(Records)
★ ★ ★ ★ ★ ★ ★

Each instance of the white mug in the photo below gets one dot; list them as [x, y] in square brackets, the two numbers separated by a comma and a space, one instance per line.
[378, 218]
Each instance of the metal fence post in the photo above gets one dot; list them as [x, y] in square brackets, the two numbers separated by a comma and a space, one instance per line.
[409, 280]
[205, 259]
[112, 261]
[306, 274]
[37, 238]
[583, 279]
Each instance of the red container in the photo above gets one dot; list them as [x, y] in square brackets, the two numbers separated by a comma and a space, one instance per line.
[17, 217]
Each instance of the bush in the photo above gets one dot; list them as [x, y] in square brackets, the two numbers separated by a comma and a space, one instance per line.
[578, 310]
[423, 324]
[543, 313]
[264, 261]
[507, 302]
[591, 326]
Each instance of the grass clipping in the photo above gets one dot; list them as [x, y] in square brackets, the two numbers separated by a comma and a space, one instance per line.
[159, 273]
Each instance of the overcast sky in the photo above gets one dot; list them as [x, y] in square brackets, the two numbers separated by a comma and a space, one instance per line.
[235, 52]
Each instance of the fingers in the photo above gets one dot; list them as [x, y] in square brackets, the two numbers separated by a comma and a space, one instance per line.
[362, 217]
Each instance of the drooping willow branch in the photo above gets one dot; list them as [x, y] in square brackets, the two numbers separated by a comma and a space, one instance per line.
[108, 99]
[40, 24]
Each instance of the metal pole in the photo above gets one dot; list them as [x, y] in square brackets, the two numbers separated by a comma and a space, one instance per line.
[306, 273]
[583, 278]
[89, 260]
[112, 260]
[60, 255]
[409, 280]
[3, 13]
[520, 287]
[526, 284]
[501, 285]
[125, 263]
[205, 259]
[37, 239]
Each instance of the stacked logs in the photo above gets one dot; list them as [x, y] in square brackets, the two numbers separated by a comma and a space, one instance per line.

★ ★ ★ ★ ★ ★ ★

Do this | Repeat only what runs from the line holding "Each instance of the metal pole" to the end of the data, keeping every line exactly as written, first and last included.

Written solution |
Each instance of the metal pole in the photo above gets one dot; list them as [x, y] in square brackets, the two numbers separated by a comma and a space, one instance per line.
[306, 273]
[583, 278]
[89, 260]
[112, 260]
[60, 255]
[409, 280]
[3, 13]
[520, 287]
[526, 284]
[501, 285]
[125, 263]
[205, 259]
[37, 239]
Each instance of the stacked logs in the photo above gets one dot; list them as [x, y] in square brackets, the two numbers separated by a comma and a space, one instance per line.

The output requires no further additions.